───── Data for processing

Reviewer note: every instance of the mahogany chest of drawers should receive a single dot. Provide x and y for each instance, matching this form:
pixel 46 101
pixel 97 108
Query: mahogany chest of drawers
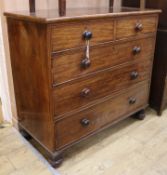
pixel 158 94
pixel 78 74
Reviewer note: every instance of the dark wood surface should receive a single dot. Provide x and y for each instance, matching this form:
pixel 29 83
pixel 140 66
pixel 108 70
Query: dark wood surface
pixel 50 102
pixel 70 35
pixel 32 6
pixel 100 85
pixel 52 16
pixel 112 54
pixel 100 115
pixel 158 96
pixel 155 4
pixel 31 76
pixel 127 27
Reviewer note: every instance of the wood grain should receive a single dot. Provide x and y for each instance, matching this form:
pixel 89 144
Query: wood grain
pixel 101 85
pixel 67 66
pixel 70 35
pixel 71 129
pixel 31 78
pixel 126 26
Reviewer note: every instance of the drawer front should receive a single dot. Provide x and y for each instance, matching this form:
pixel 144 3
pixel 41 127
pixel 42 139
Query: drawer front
pixel 84 123
pixel 69 66
pixel 70 35
pixel 84 92
pixel 134 26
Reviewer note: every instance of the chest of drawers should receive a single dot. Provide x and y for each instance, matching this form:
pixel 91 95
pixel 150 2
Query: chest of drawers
pixel 78 74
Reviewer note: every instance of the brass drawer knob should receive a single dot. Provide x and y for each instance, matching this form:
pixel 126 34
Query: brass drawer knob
pixel 85 122
pixel 139 27
pixel 134 75
pixel 85 63
pixel 136 50
pixel 87 35
pixel 85 92
pixel 132 101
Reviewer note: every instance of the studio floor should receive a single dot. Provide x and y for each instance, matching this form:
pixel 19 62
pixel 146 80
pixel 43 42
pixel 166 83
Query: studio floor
pixel 131 147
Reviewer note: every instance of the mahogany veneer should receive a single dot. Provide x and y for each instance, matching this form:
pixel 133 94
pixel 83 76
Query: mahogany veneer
pixel 158 95
pixel 78 74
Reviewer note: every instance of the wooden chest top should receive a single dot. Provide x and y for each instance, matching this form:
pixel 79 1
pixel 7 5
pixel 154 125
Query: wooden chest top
pixel 50 16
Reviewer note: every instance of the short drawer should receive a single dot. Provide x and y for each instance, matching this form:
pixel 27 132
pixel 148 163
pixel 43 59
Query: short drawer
pixel 70 34
pixel 84 92
pixel 70 65
pixel 134 26
pixel 88 121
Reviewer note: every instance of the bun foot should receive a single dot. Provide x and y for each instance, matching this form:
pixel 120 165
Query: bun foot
pixel 140 115
pixel 56 162
pixel 25 134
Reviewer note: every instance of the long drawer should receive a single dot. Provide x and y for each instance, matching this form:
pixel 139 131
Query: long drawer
pixel 70 35
pixel 68 66
pixel 84 123
pixel 87 90
pixel 135 26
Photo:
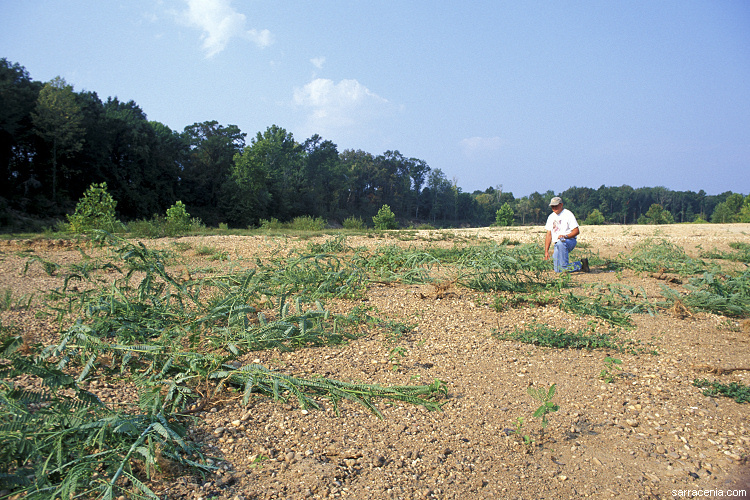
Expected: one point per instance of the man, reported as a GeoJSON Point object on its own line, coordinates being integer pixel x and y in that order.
{"type": "Point", "coordinates": [562, 228]}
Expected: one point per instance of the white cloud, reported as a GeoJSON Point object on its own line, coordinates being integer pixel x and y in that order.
{"type": "Point", "coordinates": [480, 146]}
{"type": "Point", "coordinates": [220, 23]}
{"type": "Point", "coordinates": [334, 106]}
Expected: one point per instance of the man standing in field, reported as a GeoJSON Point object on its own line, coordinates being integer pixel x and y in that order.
{"type": "Point", "coordinates": [562, 228]}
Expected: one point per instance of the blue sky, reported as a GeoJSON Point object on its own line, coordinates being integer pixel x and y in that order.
{"type": "Point", "coordinates": [533, 96]}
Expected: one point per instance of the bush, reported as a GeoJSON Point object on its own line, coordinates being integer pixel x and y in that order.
{"type": "Point", "coordinates": [95, 210]}
{"type": "Point", "coordinates": [307, 223]}
{"type": "Point", "coordinates": [595, 218]}
{"type": "Point", "coordinates": [385, 219]}
{"type": "Point", "coordinates": [656, 215]}
{"type": "Point", "coordinates": [504, 215]}
{"type": "Point", "coordinates": [354, 223]}
{"type": "Point", "coordinates": [272, 223]}
{"type": "Point", "coordinates": [178, 220]}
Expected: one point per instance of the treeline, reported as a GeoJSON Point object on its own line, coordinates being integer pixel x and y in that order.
{"type": "Point", "coordinates": [55, 143]}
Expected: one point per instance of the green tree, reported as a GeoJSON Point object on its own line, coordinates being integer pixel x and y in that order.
{"type": "Point", "coordinates": [504, 215]}
{"type": "Point", "coordinates": [385, 219]}
{"type": "Point", "coordinates": [595, 217]}
{"type": "Point", "coordinates": [656, 215]}
{"type": "Point", "coordinates": [266, 177]}
{"type": "Point", "coordinates": [178, 218]}
{"type": "Point", "coordinates": [95, 210]}
{"type": "Point", "coordinates": [58, 119]}
{"type": "Point", "coordinates": [728, 210]}
{"type": "Point", "coordinates": [18, 96]}
{"type": "Point", "coordinates": [745, 210]}
{"type": "Point", "coordinates": [208, 166]}
{"type": "Point", "coordinates": [323, 185]}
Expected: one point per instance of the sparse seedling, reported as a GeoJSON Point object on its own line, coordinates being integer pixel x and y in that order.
{"type": "Point", "coordinates": [523, 438]}
{"type": "Point", "coordinates": [734, 390]}
{"type": "Point", "coordinates": [396, 356]}
{"type": "Point", "coordinates": [544, 396]}
{"type": "Point", "coordinates": [611, 366]}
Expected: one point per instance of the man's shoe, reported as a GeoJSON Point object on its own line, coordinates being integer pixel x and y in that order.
{"type": "Point", "coordinates": [585, 266]}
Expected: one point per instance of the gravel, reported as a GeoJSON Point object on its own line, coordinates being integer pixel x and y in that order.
{"type": "Point", "coordinates": [647, 434]}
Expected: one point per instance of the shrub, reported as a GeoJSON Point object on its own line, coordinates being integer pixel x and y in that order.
{"type": "Point", "coordinates": [656, 215]}
{"type": "Point", "coordinates": [178, 219]}
{"type": "Point", "coordinates": [354, 223]}
{"type": "Point", "coordinates": [95, 210]}
{"type": "Point", "coordinates": [385, 219]}
{"type": "Point", "coordinates": [595, 218]}
{"type": "Point", "coordinates": [307, 223]}
{"type": "Point", "coordinates": [272, 223]}
{"type": "Point", "coordinates": [504, 215]}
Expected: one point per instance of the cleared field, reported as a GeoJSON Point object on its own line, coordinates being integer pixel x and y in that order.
{"type": "Point", "coordinates": [625, 346]}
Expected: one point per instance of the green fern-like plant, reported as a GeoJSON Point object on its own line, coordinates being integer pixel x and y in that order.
{"type": "Point", "coordinates": [543, 396]}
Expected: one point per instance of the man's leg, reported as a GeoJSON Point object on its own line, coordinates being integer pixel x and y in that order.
{"type": "Point", "coordinates": [560, 256]}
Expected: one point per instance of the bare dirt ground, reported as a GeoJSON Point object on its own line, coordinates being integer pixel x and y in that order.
{"type": "Point", "coordinates": [649, 434]}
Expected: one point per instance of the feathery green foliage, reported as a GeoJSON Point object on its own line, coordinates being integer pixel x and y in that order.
{"type": "Point", "coordinates": [661, 256]}
{"type": "Point", "coordinates": [719, 293]}
{"type": "Point", "coordinates": [502, 268]}
{"type": "Point", "coordinates": [735, 390]}
{"type": "Point", "coordinates": [545, 336]}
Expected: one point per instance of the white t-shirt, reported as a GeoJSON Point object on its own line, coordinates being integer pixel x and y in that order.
{"type": "Point", "coordinates": [561, 224]}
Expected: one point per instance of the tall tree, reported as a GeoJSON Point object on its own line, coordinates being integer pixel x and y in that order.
{"type": "Point", "coordinates": [18, 95]}
{"type": "Point", "coordinates": [265, 177]}
{"type": "Point", "coordinates": [208, 166]}
{"type": "Point", "coordinates": [58, 119]}
{"type": "Point", "coordinates": [324, 180]}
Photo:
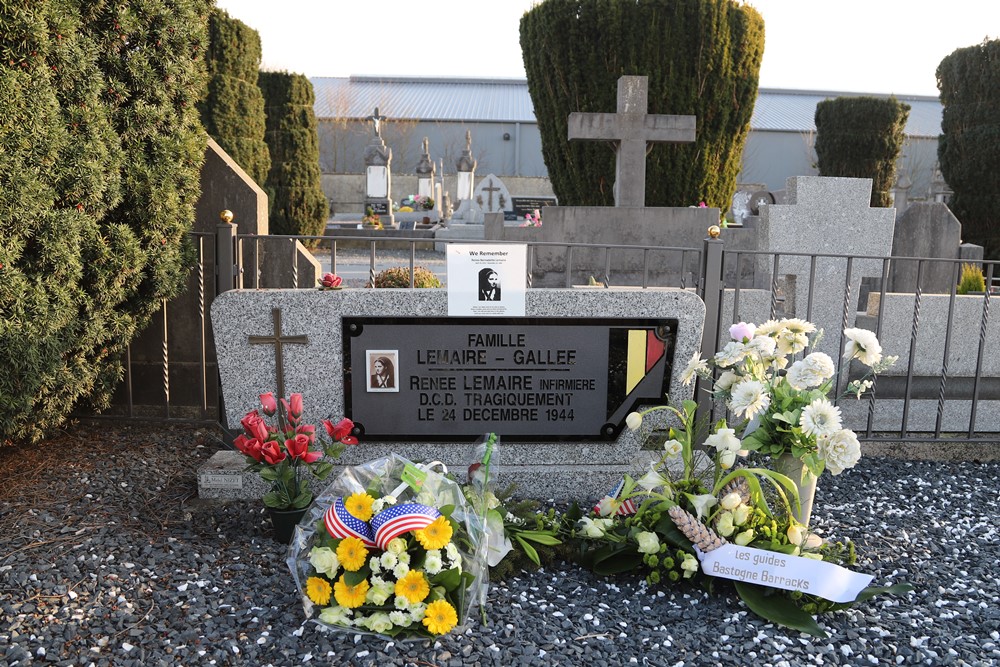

──────────

Task
Reproduce verbatim the lines of the material above, beginning with its first line and ending with the line that contains "Reviewer note: every instance of the wood grain"; skip pictures.

Solved exercise
Reviewer note: every instance of the mahogany chest of drawers should receive a single dot. Provide x and y for each instance, matching this form:
pixel 46 101
pixel 97 108
Query: mahogany chest of drawers
pixel 158 94
pixel 78 74
Reviewer note: every instance of the dark wood surface should receive a single dot. Provide x and y for each instance, matching this form:
pixel 29 83
pixel 140 66
pixel 108 70
Query: dark wood surface
pixel 50 102
pixel 70 35
pixel 32 6
pixel 100 85
pixel 52 16
pixel 112 54
pixel 100 115
pixel 158 96
pixel 155 4
pixel 31 76
pixel 127 27
Reviewer note: every instance of the wood grain should receive a single dot. Provide x and y for each instance, matching this form:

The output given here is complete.